Required tasks:
a - From the article below on Trump's day in court, repeat word for word the stretch from "- After walking" through "judge's law clerk.".
b - Answer these questions from the article below on Trump's civil fraud trial:
(i) How much was Trump ordered to pay for violating the gag order?
(ii) What role did Michael Cohen once have for Trump?
(iii) How long after walking out did Trump return to the courtroom?

Extract:
* * * * * * *

Trump day in court sees Cohen testimony and ex-president face $10,000 fine

Former President Trump sits in court during his civil fraud trial at New York State Supreme Court on Oct. 25 in New York City. Photo: Seth Wenig-Pool/Getty Images
Former President Trump's civil fraud trial in New York on Wednesday saw the GOP presidential frontrunner turn up again, get fined $10,000 and come face to face with his onetime personal lawyer Michael Cohen for the first time in years.
The big picture: Trump's surprise appearance on the witness stand at the Manhattan courthouse coincided with Cohen's second day of testimony against his former boss.
Driving the news: Trump was unexpectedly called to the witness stand to explain comments he made earlier in the day about the judge overseeing the trial's law clerk.
- Judge Arthur Engoron ordered Trump to pay $10,000 for violating the gag order, which was issued by Judge Arthur Engoron earlier this month.
- Trump abruptly left the courtroom Wednesday during Cohen's testimony, shortly after his lawyers asked for a direct verdict from Engoron after Cohen testified Trump never asked him to inflate his net worth.
- After walking out, the former president said: "The witness just admitted that we won the trial. And the judge should end this trial immediately," per a post on X.
- Trump returned to the courtroom a few minutes later.
Zoom in: Engoron questioned on Wednesday why he should not impose "severe sanctions" on Trump after he appeared to reference the judge's law clerk.

* * * * * * *

Material shown:
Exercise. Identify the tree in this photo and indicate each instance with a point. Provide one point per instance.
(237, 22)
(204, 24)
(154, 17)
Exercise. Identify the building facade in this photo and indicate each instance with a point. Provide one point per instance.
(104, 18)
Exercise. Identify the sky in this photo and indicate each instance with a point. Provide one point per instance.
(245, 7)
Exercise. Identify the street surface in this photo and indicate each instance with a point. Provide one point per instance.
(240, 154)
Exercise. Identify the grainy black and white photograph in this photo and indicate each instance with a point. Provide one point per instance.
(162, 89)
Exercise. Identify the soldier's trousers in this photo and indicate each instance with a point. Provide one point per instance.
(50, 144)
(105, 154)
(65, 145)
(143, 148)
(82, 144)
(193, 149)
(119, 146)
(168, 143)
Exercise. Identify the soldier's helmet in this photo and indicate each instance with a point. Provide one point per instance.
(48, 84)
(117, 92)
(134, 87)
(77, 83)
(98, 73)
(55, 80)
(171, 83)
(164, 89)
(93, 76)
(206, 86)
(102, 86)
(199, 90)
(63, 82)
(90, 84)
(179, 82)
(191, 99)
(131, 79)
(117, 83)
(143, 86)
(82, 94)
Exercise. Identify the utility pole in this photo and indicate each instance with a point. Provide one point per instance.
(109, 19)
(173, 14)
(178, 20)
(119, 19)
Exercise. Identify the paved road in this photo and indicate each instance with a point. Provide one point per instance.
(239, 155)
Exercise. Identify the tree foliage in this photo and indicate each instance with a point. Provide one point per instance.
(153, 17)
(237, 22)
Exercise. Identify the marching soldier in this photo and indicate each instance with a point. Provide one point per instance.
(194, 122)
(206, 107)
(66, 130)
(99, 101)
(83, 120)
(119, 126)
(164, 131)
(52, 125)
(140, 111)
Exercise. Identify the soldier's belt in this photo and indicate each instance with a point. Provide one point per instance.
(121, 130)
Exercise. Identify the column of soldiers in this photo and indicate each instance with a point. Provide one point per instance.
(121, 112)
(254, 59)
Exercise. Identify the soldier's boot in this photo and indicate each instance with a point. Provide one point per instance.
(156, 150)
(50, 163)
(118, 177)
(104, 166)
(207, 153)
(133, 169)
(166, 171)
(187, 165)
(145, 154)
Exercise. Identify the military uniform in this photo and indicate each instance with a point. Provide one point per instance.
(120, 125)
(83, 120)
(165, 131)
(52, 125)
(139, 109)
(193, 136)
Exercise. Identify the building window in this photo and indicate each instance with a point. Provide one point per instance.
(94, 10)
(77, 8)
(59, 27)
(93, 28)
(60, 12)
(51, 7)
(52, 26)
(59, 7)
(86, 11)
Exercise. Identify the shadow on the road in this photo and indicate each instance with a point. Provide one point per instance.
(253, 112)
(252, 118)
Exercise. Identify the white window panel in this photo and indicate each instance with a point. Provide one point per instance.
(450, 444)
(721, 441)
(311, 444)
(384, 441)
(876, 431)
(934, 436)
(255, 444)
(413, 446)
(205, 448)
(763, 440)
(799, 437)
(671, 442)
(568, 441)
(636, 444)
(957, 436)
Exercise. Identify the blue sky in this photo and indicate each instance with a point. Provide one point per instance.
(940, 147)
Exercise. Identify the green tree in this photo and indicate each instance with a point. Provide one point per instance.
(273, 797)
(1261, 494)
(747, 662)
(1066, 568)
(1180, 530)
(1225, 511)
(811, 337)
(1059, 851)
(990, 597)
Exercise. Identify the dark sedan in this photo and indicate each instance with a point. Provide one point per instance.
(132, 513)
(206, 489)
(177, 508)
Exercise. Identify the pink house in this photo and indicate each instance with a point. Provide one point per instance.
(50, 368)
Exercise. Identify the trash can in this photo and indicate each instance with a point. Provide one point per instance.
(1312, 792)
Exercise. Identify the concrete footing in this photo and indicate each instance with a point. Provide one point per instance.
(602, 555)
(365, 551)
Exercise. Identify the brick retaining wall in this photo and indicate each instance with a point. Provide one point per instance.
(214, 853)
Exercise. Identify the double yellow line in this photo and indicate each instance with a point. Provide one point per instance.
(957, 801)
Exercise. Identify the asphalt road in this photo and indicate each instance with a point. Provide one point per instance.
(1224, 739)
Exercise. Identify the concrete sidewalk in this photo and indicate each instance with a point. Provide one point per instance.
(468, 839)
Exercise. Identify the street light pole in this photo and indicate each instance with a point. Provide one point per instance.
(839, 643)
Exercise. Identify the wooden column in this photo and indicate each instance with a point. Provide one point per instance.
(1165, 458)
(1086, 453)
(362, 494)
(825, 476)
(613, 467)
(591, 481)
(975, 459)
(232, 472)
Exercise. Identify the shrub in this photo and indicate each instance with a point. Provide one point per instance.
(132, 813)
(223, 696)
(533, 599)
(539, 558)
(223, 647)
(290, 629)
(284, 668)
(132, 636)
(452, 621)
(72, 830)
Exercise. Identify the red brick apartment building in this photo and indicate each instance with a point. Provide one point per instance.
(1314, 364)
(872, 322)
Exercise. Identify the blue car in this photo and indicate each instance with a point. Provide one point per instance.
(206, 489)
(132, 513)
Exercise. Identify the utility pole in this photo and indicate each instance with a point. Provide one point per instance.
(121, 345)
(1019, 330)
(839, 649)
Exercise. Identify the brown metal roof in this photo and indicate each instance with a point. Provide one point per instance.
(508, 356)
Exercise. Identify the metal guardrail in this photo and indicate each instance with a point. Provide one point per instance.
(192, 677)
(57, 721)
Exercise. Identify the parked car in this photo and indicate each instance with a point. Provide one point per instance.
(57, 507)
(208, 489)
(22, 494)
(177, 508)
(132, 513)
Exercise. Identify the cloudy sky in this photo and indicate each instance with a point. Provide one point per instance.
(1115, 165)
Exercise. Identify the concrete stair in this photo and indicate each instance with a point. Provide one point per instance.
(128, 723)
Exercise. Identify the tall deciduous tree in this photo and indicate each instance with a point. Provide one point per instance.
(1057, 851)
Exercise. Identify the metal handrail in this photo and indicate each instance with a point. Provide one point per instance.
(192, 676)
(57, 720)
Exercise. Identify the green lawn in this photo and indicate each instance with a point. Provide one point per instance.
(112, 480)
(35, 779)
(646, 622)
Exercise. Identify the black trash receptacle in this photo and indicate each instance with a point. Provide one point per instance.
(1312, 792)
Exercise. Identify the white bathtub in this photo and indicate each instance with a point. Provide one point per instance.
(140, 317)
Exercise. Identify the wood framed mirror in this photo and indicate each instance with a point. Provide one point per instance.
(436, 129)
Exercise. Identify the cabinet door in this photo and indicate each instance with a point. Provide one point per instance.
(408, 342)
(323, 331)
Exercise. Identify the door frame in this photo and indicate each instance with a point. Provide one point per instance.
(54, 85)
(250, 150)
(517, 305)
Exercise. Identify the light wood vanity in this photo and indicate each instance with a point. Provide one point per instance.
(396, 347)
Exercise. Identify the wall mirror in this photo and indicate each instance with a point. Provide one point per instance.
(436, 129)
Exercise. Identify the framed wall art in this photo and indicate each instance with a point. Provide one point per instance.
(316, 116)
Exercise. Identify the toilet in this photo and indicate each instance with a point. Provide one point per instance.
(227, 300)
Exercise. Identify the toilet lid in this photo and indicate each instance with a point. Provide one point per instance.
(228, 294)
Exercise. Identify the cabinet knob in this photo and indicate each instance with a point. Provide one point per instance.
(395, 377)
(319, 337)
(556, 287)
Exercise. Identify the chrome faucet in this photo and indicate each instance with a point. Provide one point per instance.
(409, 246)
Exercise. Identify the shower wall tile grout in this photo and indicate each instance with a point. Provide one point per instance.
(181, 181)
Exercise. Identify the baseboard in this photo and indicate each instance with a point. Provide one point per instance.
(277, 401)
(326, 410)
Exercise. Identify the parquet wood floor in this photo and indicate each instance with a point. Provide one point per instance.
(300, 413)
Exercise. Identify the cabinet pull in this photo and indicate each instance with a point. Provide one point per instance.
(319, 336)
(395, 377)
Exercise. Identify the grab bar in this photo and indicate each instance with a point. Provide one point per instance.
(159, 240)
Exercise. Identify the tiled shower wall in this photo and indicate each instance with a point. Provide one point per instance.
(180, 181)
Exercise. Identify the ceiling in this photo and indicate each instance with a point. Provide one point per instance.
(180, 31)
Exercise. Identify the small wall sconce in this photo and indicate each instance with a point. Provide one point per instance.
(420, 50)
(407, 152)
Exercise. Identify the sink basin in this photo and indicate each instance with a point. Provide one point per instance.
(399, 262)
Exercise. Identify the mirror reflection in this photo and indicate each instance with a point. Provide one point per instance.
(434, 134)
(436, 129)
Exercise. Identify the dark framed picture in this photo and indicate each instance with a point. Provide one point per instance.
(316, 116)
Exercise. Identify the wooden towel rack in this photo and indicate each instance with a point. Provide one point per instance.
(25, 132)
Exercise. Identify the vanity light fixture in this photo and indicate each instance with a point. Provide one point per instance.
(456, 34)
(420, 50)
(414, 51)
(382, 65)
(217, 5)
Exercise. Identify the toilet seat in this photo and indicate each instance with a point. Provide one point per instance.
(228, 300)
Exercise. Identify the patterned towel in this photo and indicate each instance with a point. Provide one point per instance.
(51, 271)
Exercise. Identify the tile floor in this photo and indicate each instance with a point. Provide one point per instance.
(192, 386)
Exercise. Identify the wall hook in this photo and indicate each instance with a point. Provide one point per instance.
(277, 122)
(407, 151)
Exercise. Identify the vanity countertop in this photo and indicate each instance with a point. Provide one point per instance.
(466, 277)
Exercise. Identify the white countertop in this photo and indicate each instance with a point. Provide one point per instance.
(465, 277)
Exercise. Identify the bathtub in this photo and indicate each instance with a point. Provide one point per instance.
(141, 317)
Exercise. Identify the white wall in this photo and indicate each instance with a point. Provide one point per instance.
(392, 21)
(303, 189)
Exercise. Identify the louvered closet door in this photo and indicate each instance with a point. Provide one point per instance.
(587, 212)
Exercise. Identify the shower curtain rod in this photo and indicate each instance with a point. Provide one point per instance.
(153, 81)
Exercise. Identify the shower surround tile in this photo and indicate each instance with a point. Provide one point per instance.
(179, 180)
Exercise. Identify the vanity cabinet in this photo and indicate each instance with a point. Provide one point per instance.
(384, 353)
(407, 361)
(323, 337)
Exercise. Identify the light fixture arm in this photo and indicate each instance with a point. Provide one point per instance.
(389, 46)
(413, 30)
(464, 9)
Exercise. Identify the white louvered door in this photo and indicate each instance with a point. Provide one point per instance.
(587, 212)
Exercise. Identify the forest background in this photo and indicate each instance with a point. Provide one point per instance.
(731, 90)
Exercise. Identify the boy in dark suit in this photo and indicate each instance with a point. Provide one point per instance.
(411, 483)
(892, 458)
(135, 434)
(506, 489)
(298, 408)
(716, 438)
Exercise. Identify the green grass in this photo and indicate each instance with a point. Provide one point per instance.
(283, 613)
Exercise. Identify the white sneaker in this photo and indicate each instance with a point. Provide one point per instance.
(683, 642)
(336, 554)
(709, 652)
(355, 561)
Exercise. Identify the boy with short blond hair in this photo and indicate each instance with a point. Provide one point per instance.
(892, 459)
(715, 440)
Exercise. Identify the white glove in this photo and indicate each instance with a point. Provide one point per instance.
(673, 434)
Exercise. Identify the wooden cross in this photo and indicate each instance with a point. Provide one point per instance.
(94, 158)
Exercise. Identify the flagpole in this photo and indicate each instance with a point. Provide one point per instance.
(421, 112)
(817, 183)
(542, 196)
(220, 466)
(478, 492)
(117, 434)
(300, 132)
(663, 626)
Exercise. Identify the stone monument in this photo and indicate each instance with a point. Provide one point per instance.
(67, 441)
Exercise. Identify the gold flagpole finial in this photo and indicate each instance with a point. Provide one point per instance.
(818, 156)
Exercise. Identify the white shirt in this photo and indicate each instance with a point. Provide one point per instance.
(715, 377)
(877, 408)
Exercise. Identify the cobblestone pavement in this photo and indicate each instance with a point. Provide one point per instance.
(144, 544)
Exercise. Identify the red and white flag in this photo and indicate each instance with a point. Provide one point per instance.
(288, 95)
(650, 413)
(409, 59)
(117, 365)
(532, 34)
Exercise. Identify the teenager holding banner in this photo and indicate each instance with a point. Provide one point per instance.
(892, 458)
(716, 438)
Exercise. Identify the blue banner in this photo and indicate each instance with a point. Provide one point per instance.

* * * * * * *

Solved problems:
a -
- After walking out, the former president said: "The witness just admitted that we won the trial. And the judge should end this trial immediately," per a post on X.
- Trump returned to the courtroom a few minutes later.
Zoom in: Engoron questioned on Wednesday why he should not impose "severe sanctions" on Trump after he appeared to reference the judge's law clerk.

b -
(i) $10,000
(ii) He was Trump's personal lawyer.
(iii) A few minutes later